◆ 任务说明 ◆
请重写材料中从含有“Thank you for the photograph. Please indicate the man's face”的那一行起到材料末尾的各行，把其中的“wooden floor”换成“oak floor”，其余内容保持不变。

───── 材料摘录

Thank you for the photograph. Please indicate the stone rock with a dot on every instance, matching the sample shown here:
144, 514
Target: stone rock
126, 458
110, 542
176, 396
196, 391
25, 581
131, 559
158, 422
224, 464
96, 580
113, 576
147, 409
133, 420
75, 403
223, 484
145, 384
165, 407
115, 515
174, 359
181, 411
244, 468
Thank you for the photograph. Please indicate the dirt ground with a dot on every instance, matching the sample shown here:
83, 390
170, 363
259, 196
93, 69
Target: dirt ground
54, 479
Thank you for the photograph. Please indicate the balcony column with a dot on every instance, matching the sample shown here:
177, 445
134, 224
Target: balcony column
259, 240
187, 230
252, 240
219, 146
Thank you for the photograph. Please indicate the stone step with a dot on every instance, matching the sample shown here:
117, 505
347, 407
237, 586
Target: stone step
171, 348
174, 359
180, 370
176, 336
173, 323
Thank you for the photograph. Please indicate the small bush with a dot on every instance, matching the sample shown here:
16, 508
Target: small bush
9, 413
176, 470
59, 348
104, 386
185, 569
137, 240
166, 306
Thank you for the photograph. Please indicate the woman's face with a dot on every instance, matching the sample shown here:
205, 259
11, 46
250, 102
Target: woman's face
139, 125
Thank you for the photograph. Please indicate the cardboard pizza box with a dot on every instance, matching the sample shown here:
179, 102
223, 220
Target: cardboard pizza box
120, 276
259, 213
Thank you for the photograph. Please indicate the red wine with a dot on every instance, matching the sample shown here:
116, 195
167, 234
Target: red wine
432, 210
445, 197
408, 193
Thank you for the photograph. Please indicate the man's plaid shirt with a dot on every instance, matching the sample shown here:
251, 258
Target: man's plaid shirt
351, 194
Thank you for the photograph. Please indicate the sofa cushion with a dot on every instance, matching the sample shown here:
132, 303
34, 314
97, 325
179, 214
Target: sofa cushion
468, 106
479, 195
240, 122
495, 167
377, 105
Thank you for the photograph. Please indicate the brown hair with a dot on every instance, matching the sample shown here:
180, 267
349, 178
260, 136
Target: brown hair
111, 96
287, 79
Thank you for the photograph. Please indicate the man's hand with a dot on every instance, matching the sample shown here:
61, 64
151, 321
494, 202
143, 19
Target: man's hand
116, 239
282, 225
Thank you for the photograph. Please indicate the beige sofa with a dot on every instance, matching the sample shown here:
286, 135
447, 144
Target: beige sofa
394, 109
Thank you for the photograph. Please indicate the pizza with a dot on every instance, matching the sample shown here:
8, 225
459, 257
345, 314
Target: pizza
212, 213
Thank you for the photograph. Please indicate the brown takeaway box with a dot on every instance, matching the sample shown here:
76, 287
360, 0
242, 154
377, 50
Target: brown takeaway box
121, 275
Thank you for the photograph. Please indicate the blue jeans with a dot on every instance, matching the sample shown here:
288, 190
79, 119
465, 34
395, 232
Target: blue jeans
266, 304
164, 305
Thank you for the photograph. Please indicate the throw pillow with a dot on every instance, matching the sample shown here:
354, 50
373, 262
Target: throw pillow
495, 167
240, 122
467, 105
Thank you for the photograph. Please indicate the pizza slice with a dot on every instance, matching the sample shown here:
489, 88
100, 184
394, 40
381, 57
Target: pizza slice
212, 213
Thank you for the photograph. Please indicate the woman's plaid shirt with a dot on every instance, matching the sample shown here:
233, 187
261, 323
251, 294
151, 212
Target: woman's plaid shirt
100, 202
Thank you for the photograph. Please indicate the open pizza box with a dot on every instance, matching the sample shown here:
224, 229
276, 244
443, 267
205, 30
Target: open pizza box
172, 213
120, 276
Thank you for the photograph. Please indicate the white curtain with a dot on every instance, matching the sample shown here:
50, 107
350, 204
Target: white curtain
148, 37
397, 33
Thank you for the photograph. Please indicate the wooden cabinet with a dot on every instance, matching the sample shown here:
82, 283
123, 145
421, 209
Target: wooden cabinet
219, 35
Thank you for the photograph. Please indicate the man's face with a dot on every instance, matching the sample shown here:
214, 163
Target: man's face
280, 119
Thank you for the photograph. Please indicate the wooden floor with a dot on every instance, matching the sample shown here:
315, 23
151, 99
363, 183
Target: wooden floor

──────────

◆ 参考答案 ◆
Thank you for the photograph. Please indicate the man's face with a dot on every instance, matching the sample shown here:
214, 163
Target: man's face
280, 119
Thank you for the photograph. Please indicate the oak floor with a dot on every instance, matching the sample shown here:
315, 23
151, 99
363, 183
Target: oak floor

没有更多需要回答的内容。